++++ The data ++++
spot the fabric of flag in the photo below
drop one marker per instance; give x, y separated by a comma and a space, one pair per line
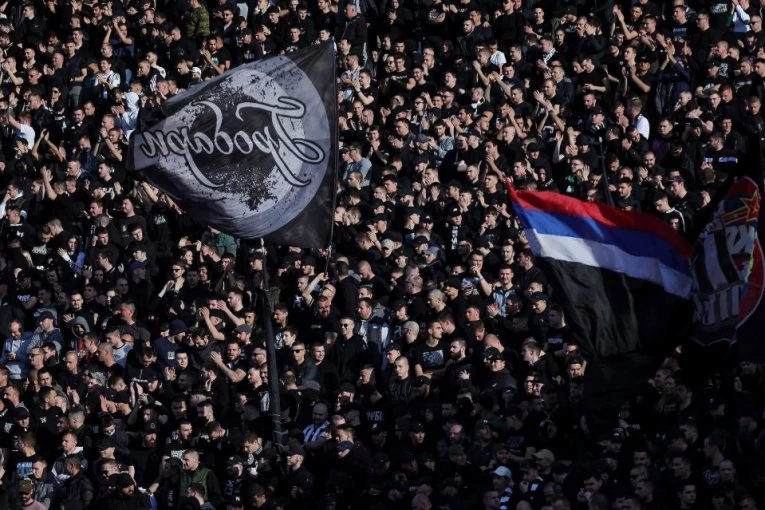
251, 152
728, 272
623, 281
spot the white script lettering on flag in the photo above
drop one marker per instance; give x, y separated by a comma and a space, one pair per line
255, 142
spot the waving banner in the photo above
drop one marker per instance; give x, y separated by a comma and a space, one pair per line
252, 152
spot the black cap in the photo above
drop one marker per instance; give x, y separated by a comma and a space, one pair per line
417, 426
296, 449
538, 296
234, 460
398, 304
348, 387
421, 381
106, 442
492, 352
46, 315
124, 480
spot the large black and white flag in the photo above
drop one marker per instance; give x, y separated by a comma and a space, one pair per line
252, 152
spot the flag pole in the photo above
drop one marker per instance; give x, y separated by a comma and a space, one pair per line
274, 396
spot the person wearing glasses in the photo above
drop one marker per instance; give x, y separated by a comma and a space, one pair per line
349, 351
27, 496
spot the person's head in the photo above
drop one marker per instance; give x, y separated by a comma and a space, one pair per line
190, 460
402, 367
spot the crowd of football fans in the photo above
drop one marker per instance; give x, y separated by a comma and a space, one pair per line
423, 361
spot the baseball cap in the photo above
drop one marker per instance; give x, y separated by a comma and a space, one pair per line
136, 264
46, 315
420, 240
421, 381
344, 445
503, 472
106, 442
417, 426
538, 296
545, 454
177, 327
124, 480
234, 460
296, 449
456, 449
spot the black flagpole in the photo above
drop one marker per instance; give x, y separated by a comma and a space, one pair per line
275, 407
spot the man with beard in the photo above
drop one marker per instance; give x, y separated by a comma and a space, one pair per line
180, 440
325, 318
349, 351
125, 495
147, 456
235, 484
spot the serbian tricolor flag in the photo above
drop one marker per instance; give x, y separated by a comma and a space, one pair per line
622, 278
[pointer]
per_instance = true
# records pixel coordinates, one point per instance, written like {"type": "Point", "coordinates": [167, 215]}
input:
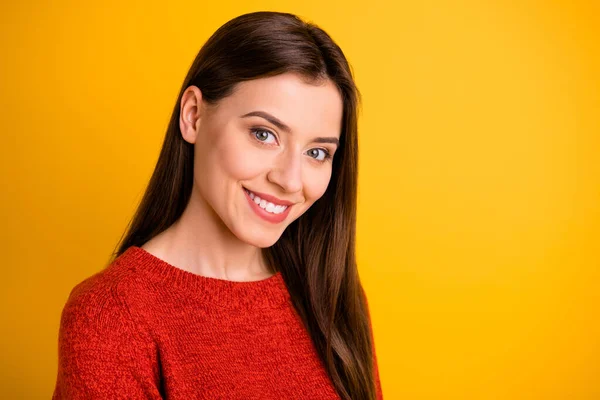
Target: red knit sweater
{"type": "Point", "coordinates": [145, 329]}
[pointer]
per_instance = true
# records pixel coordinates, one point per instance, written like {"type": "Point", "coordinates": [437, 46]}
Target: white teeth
{"type": "Point", "coordinates": [266, 205]}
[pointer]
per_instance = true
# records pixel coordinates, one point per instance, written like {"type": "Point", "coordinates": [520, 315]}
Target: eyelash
{"type": "Point", "coordinates": [253, 131]}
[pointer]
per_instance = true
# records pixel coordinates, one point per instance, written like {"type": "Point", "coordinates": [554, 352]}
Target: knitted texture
{"type": "Point", "coordinates": [145, 329]}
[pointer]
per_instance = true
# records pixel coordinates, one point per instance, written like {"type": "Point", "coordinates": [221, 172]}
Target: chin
{"type": "Point", "coordinates": [258, 237]}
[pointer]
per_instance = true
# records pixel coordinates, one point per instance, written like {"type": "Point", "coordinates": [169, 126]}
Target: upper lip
{"type": "Point", "coordinates": [270, 198]}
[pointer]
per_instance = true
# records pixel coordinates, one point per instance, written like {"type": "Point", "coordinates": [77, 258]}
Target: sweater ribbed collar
{"type": "Point", "coordinates": [267, 293]}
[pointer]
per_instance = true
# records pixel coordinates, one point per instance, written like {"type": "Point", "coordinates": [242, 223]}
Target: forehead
{"type": "Point", "coordinates": [307, 108]}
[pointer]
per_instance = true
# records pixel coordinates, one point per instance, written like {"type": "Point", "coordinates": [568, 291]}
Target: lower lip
{"type": "Point", "coordinates": [267, 216]}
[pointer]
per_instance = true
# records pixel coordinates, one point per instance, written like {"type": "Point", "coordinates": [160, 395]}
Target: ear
{"type": "Point", "coordinates": [190, 113]}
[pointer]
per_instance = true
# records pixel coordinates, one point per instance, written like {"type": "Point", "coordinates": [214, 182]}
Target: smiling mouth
{"type": "Point", "coordinates": [266, 205]}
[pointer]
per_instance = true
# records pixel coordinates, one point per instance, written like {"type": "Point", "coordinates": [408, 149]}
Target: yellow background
{"type": "Point", "coordinates": [479, 218]}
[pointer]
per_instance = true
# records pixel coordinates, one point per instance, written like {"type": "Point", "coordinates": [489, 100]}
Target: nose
{"type": "Point", "coordinates": [287, 172]}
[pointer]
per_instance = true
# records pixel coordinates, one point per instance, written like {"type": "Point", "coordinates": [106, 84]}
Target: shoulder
{"type": "Point", "coordinates": [98, 309]}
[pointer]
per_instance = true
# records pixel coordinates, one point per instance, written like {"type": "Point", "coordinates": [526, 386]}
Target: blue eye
{"type": "Point", "coordinates": [262, 135]}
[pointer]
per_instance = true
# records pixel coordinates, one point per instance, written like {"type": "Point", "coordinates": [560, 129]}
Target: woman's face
{"type": "Point", "coordinates": [272, 138]}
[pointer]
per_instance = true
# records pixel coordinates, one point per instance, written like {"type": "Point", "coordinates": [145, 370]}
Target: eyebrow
{"type": "Point", "coordinates": [275, 121]}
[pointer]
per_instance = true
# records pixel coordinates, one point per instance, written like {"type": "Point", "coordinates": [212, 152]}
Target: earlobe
{"type": "Point", "coordinates": [189, 115]}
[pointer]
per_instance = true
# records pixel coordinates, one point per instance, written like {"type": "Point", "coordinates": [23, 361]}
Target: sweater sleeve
{"type": "Point", "coordinates": [101, 352]}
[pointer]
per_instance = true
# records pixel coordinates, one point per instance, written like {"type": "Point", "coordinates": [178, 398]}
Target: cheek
{"type": "Point", "coordinates": [229, 156]}
{"type": "Point", "coordinates": [316, 183]}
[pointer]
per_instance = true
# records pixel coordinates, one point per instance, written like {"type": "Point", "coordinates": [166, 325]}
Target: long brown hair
{"type": "Point", "coordinates": [316, 253]}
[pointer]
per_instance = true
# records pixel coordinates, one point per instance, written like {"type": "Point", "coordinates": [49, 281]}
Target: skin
{"type": "Point", "coordinates": [218, 234]}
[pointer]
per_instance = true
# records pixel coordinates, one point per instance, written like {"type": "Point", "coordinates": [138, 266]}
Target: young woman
{"type": "Point", "coordinates": [237, 276]}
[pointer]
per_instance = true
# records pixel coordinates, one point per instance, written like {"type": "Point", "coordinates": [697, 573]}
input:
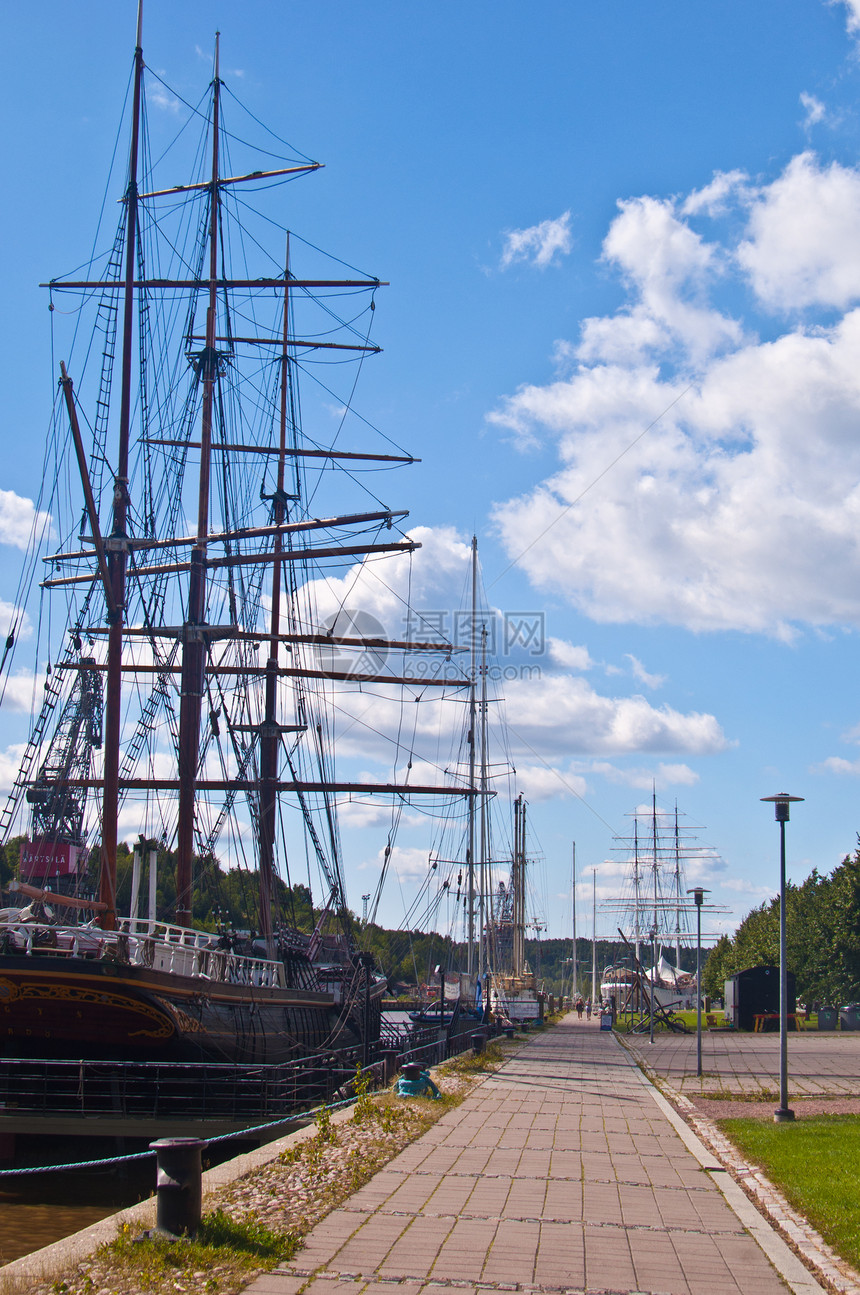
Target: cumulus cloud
{"type": "Point", "coordinates": [803, 245]}
{"type": "Point", "coordinates": [569, 655]}
{"type": "Point", "coordinates": [539, 244]}
{"type": "Point", "coordinates": [852, 14]}
{"type": "Point", "coordinates": [814, 109]}
{"type": "Point", "coordinates": [20, 689]}
{"type": "Point", "coordinates": [839, 765]}
{"type": "Point", "coordinates": [643, 675]}
{"type": "Point", "coordinates": [565, 714]}
{"type": "Point", "coordinates": [663, 776]}
{"type": "Point", "coordinates": [18, 518]}
{"type": "Point", "coordinates": [696, 479]}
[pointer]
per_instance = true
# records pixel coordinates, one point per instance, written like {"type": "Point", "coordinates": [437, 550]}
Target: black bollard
{"type": "Point", "coordinates": [179, 1185]}
{"type": "Point", "coordinates": [389, 1065]}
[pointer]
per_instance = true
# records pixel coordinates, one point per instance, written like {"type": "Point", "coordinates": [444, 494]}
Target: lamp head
++++
> Given exercise
Output all of the entries verbatim, leaving out any images.

> Solution to the problem
spot the fabric of flag in the photo below
drop one marker per instance; give x, y separated by a comma and a space, one pair per line
251, 152
728, 272
623, 281
spot the white script lettering on flag in the photo above
drop one marker per instance; give x, y separated by a comma and a space, one pair per line
255, 142
spot the waving banner in the photo above
drop one marker per instance; give x, y separated by a comma and a space, one pair per line
252, 152
spot the black cap in the photo above
drop one marker per instance; give x, y separated by a comma and a space, one pair per line
417, 426
296, 449
538, 296
234, 460
398, 304
348, 387
421, 381
106, 442
492, 352
46, 315
124, 480
spot the large black and white flag in the photo above
drop one marker per instance; give x, y separated by a comma and a space, one pair per line
252, 152
spot the flag pole in the photo above
drop one marker per instance; give x, y separated by a comma and a space, one pair per line
274, 396
spot the person wearing glasses in the photo above
drop one marker per instance; give x, y separated by a comma and a space, one pair per line
349, 351
27, 496
spot the person's head in the photo above
drop one marker per instance; give x, y separated by a comma and a space, one pair per line
190, 460
402, 367
spot the crowd of football fans in the photo above
drop one marker per instance; give x, y separated by a comma and a space, one pair per line
423, 361
spot the baseball cap in the photo above
drop one marker per instance; give x, y separated by a comma and a space, one pair per line
136, 264
46, 315
420, 240
421, 381
344, 445
503, 472
106, 442
417, 426
538, 296
545, 454
177, 327
124, 480
234, 460
296, 449
456, 449
spot the black flagpole in the photo above
drop one marker per instance; give x, y separated by a comma and a space, one pair per line
275, 407
spot the man with beard in the photo above
drop one marker per instance; give x, y separated by a comma and a space, one pair per line
180, 440
325, 318
349, 351
125, 495
147, 456
235, 484
spot the serbian tricolor flag in the photo above
drop one marker per instance; give x, y separated by a comma and a space, one pair per line
622, 278
[pointer]
per_instance = true
# records pixel coordinates, one point per instance, written like {"type": "Point", "coordinates": [167, 215]}
input:
Target: red knit sweater
{"type": "Point", "coordinates": [145, 329]}
[pointer]
per_instance = true
# records pixel coordinates, one point per instance, written like {"type": "Point", "coordinates": [437, 46]}
Target: white teeth
{"type": "Point", "coordinates": [266, 205]}
[pointer]
per_instance = true
# records pixel coordinates, one point per instance, written like {"type": "Point", "coordinates": [520, 315]}
Target: eyelash
{"type": "Point", "coordinates": [253, 131]}
[pointer]
per_instance = true
# records pixel coordinates, one point per instance, written like {"type": "Point", "coordinates": [554, 352]}
Target: knitted texture
{"type": "Point", "coordinates": [145, 329]}
[pointer]
per_instance = true
# records pixel coordinates, one point per instance, written like {"type": "Point", "coordinates": [221, 172]}
Target: chin
{"type": "Point", "coordinates": [258, 237]}
[pointer]
per_instance = true
# records pixel coordinates, one point per instance, written like {"type": "Point", "coordinates": [169, 126]}
Target: upper lip
{"type": "Point", "coordinates": [270, 198]}
[pointer]
per_instance = true
# records pixel coordinates, one point per instance, written like {"type": "Point", "coordinates": [77, 258]}
Target: sweater ribbed collar
{"type": "Point", "coordinates": [267, 293]}
[pointer]
per_instance = true
# records pixel coordinates, one point per instance, written like {"type": "Point", "coordinates": [242, 223]}
Target: forehead
{"type": "Point", "coordinates": [307, 108]}
[pointer]
per_instance = true
# records pixel coordinates, one point per instance, written like {"type": "Point", "coordinates": [568, 291]}
Target: lower lip
{"type": "Point", "coordinates": [267, 216]}
[pointer]
per_instance = true
# records pixel coordinates, one point per instance, written like {"type": "Point", "coordinates": [160, 395]}
Target: ear
{"type": "Point", "coordinates": [190, 113]}
[pointer]
per_instance = true
# records pixel coordinates, one point per instance, written like {"type": "Point", "coordinates": [214, 182]}
Target: smiling mouth
{"type": "Point", "coordinates": [266, 205]}
[pointer]
per_instance = true
# records pixel coordinates, one point per instance, written like {"type": "Point", "coordinates": [408, 149]}
Target: yellow background
{"type": "Point", "coordinates": [479, 218]}
[pointer]
per_instance = true
# records pixel coordinates, one point per instance, written like {"type": "Point", "coordinates": [489, 100]}
Target: nose
{"type": "Point", "coordinates": [287, 172]}
[pointer]
per_instance = true
# records pixel coordinates, one point per instance, written like {"type": "Point", "coordinates": [106, 84]}
Target: shoulder
{"type": "Point", "coordinates": [98, 309]}
[pointer]
per_instance = true
# records pixel coordinates, one point per instance, written like {"type": "Point", "coordinates": [526, 386]}
Target: blue eye
{"type": "Point", "coordinates": [262, 135]}
[pointer]
per_instance = true
# records pixel coordinates, one point per instance, written like {"type": "Point", "coordinates": [560, 129]}
Target: woman's face
{"type": "Point", "coordinates": [272, 138]}
[pointer]
per_instance = true
# records pixel coordinates, one point per instance, written like {"type": "Point", "coordinates": [145, 370]}
Target: eyebrow
{"type": "Point", "coordinates": [275, 121]}
[pointer]
per_instance = true
# records pixel coordinates, one point per instance, written like {"type": "Point", "coordinates": [212, 152]}
Target: earlobe
{"type": "Point", "coordinates": [189, 115]}
[pointer]
per_instance = true
# records pixel coordinates, one point per instance, written like {"type": "Point", "coordinates": [23, 361]}
Target: sweater sleeve
{"type": "Point", "coordinates": [101, 352]}
[pointer]
per_instance = true
# records pixel coordinates, one point per instance, written like {"type": "Point", "coordinates": [178, 398]}
Target: cheek
{"type": "Point", "coordinates": [229, 156]}
{"type": "Point", "coordinates": [316, 183]}
[pointer]
per_instance = true
# records pixel coordinates, one point per instance, written like {"type": "Point", "coordinates": [166, 325]}
Target: long brown hair
{"type": "Point", "coordinates": [316, 253]}
[pointer]
per_instance = true
# records pixel coordinates, one point per instance, written like {"type": "Point", "coordinates": [49, 281]}
Target: skin
{"type": "Point", "coordinates": [218, 234]}
[pointer]
per_instance = true
# records pixel coordinates, one point per instance, written like {"type": "Point", "coordinates": [138, 266]}
Target: young woman
{"type": "Point", "coordinates": [237, 276]}
[pointer]
per_instance = true
# records pixel coordinates, one point per instance, written like {"type": "Point", "coordinates": [697, 573]}
input:
Target: cumulus cloud
{"type": "Point", "coordinates": [803, 245]}
{"type": "Point", "coordinates": [569, 655]}
{"type": "Point", "coordinates": [539, 244]}
{"type": "Point", "coordinates": [852, 14]}
{"type": "Point", "coordinates": [814, 109]}
{"type": "Point", "coordinates": [20, 689]}
{"type": "Point", "coordinates": [839, 765]}
{"type": "Point", "coordinates": [643, 675]}
{"type": "Point", "coordinates": [565, 714]}
{"type": "Point", "coordinates": [663, 776]}
{"type": "Point", "coordinates": [18, 518]}
{"type": "Point", "coordinates": [696, 479]}
[pointer]
per_instance = true
# records pixel coordinates, one point per instance, written like {"type": "Point", "coordinates": [437, 550]}
Target: black bollard
{"type": "Point", "coordinates": [179, 1185]}
{"type": "Point", "coordinates": [389, 1065]}
[pointer]
per_instance = true
# records pixel coordinates, one point per instance, written like {"type": "Point", "coordinates": [444, 494]}
Target: lamp head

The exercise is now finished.